_提供された抜粋_
§ §

血が繋がっていてもいなくても、育てても育てていなくても。
人生を肯定的に生き、家族の多様性を受け入れる教育がゆき届く社会へ
社会に希望を持って飛び立つため、今、子どもや若者に必要な性教育とはどのようなものなのでしょうか。従来の、いわゆる性の教育という概念に縛られない、生きるためのスキルとしての性教育の在り方について、静岡大学人文社会科学部社会学科教授(家族社会学・医療社会学)で、一般社団法人MoLive(モリーブ)の理事でもある白井千晶先生に語っていただきました。
また、お話では、血の繋がりを求める家族観や、自分自身の幸せの在り方を見つめ直すことの大切さについても触れていただきました。育てやすい、生きやすい社会とは。改めて考えさせられるインタビューです。

白井 千晶 先生

白井 千晶 先生

早稲田大学大学院卒業。静岡大学人文社会科学部社会学科教授。専門は、不妊/生殖技術/養子縁組/里親/児童養護/妊娠・出産/助産史等の研究。現在、全国養子縁組団体協議会代表理事、養子と里親を考える会理事、フォスター代表、REBORNスタッフ、リプロ・リサーチ実行委員会、リプロダクション研究会代表、一般社団法人MoLive(モリーブ)理事。

「職業観」だけではキャリア構築はうまくいかない

不妊治療においては、当事者の多くが「子どもができないことが自分の人生に起こるなんて想像もしていなかった」と嘆かれるという現実があります。本人が望むライフスタイルを実現するため、性教育では「避妊」や「性感染症」以外のことも伝えていく必要があると思いますが、教育現場における性教育は本来どうあるべきとお考えでしょうか。

ポイントは三つあると思っています。一つ目は、性教育は「キャリア教育」であるということ。二つ目は、性教育は身体の健康を保つ「ヘルスケア教育」であるということ。そして三つ目が、最近よく言われていることですが、性教育は「ライフスキル教育」であるということです。

一つ目からお話すると、今、文部科学省は、一人ひとりが社会的・職業的に自立し、自分らしい生き方を実現するための力をつけてもらおうと、小学校から大学にかけ、キャリア教育の推進を呼びかけています。これにより、実際に教育現場では職業探索や職業体験の授業が積極的に取り入れられるようになりました。自分の適性や希望に沿った職業に就くための教育ということですが、ここで留意してもらいたいのが、私たちがライフコースをイメージするとき、どうしても仕事をメインに考えてしまいがちということです。

§ §

_データセット項目_
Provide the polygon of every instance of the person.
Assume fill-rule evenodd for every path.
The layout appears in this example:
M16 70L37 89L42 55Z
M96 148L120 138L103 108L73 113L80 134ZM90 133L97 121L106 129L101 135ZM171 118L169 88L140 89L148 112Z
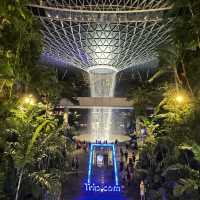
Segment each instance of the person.
M75 160L76 174L78 174L78 168L79 168L79 161L78 161L78 158L76 157L76 160Z
M123 158L123 156L124 156L124 152L123 152L123 149L120 147L120 156L121 156L121 158Z
M140 182L140 200L145 200L145 186L143 180Z
M124 169L124 163L123 163L123 160L121 160L119 163L119 171L122 172L123 169Z
M127 163L127 160L128 160L128 151L127 150L125 151L124 155L125 155L125 159L126 159L126 163Z
M132 152L132 160L133 160L133 163L135 164L135 152L134 151Z
M72 158L72 170L74 170L75 169L75 158L73 157Z

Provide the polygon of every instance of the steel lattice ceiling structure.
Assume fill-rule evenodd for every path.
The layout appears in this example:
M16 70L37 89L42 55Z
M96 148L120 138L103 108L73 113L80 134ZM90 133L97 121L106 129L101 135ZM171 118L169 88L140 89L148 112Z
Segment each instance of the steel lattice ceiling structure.
M43 25L43 57L84 70L156 65L156 48L170 40L166 0L46 0L29 7Z

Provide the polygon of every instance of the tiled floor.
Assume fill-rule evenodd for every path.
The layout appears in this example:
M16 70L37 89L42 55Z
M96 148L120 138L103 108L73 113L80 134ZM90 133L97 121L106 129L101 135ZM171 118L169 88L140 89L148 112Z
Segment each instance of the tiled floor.
M84 182L87 179L88 154L79 155L79 173L70 175L63 184L62 200L139 200L138 187L132 184L122 192L117 193L95 193L86 192ZM111 184L113 182L112 169L95 169L95 180L102 183ZM94 177L93 177L94 178Z

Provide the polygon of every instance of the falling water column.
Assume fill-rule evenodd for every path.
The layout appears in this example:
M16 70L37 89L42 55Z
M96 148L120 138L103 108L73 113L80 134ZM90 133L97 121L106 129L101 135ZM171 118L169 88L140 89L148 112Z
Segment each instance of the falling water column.
M111 69L98 68L89 72L92 97L113 97L116 72ZM112 134L112 108L95 107L91 110L90 133L93 140L107 140Z

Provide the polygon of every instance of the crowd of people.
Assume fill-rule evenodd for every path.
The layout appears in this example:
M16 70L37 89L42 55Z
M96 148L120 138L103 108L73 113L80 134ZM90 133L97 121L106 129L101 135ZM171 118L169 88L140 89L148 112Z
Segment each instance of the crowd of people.
M96 141L97 144L105 144L107 141ZM118 162L119 162L119 175L121 179L121 187L125 189L131 186L131 183L134 182L135 178L135 164L136 164L136 151L137 151L137 137L135 135L132 136L130 143L126 145L121 145L116 140L115 145L118 151ZM76 141L76 150L80 150L81 152L88 153L90 148L90 143L86 141ZM72 170L76 171L78 174L79 169L79 159L77 156L72 158L71 162ZM144 181L141 180L140 185L140 197L141 200L145 199L145 184Z

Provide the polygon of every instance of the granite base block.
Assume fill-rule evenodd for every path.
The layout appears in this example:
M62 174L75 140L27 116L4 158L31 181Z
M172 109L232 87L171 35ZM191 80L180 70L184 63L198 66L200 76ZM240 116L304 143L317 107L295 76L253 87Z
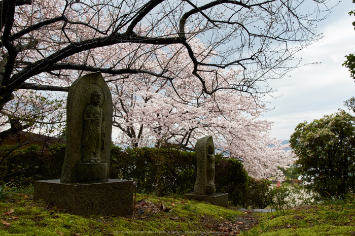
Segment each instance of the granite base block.
M133 181L109 179L90 183L34 182L33 200L43 199L75 215L127 216L133 213Z
M188 199L197 201L204 201L212 205L227 207L228 206L228 193L215 193L211 195L199 195L193 192L184 194Z

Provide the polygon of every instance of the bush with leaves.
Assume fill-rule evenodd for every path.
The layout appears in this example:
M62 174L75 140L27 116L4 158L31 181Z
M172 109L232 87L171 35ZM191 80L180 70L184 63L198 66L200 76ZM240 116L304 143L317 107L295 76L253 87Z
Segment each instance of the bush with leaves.
M321 196L355 189L355 117L344 111L301 123L290 143L306 187Z
M52 145L48 148L36 145L20 147L0 146L0 180L19 183L60 178L65 145Z

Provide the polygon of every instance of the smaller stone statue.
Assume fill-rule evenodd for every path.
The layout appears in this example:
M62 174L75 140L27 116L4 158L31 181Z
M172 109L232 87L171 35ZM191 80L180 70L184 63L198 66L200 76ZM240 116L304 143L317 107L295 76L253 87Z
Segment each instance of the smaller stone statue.
M101 152L105 148L105 116L100 105L103 97L98 91L91 95L91 103L84 112L83 162L100 162Z
M194 193L214 194L215 185L215 145L212 136L197 140L195 148L197 160L197 172Z
M212 144L207 144L206 166L206 194L213 194L216 192L215 185L215 147Z

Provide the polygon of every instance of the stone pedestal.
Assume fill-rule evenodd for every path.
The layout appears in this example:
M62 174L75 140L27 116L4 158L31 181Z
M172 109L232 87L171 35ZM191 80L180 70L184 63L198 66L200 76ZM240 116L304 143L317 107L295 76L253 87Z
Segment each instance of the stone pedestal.
M64 183L60 180L34 182L33 200L41 199L83 216L133 213L133 181L109 179L90 183Z
M106 179L107 163L77 163L75 167L78 182L102 181Z
M191 200L197 201L204 201L209 203L212 205L227 207L228 206L228 193L215 193L211 195L199 195L190 192L184 194L186 197Z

§ §

_取り組む問題_
a - 性教育に関するインタビューについて、次の問いに答えてください。
(i) 白井千晶先生は、どの大学のどの学部・学科の教授ですか。
(ii) 白井先生が挙げる性教育のポイントのうち、三つ目は何ですか。
(iii) 文部科学省は、どの段階からどの段階にかけてキャリア教育の推進を呼びかけていますか。
b - 性教育に関するインタビューの本文を、最後の文の続きから書き進めてください。

_回答_
a -
(i) 静岡大学人文社会科学部社会学科
(ii) 性教育は「ライフスキル教育」であるということ
(iii) 小学校から大学

b -
近代化が進むと、人は人生や仕事を自由に選べるようになり、仕事も頑張ったぶんだけ結果が得られるという、業績主義の社会となります。そうなると、子どもは「将来何になりたいの?」というプレッシャーを小さなころからかけられ続けることになり、「自分らしく生きなくては」、「自分に合う仕事ってなんだろう」と、適正検査を受けながら必死に自分探しをせざるを得なくなる。でも実は職業だけをイメージしていては、うまくいかないんですね。

本来、仕事のキャリアを考えるときは、家族や住まいのキャリアも合わせて考えるべきだと思っています。誰とどこで、どんな暮らしがしたいのか。住むなら田舎がいいのか都会がいいのか。そもそも家族をもちたいのかどうか。当然、その過程で生殖や不妊の知識が不可欠になりますし、自身のセクシュアリティについて考えることも必要です。つまり、こうした性教育も含んだトータルな視点から考えることが、本来のキャリア教育ではないかと思っています。

白井先生が語られるキャリア教育は、長年の専門、リプロダクションの社会学、家族社会学、医療社会学の視点から。 白井先生が語られるキャリア教育は、長年の専門、リプロダクションの社会学、家族社会学、医療社会学の視点から。

性の知識は、ライフスキルである

確かに、現実には、将来的に結婚や出産を望むかどうかや、どこに住みたいかといったライフスタイルが、自身の職業選択に大きく影響を与えますよね。二つ目の「ヘルスケア教育」とは?

性教育において、性感染症などのリスクについて学ぶことももちろん大切ですが、性教育は自分の身体を知る機会にもなり得ると思っています。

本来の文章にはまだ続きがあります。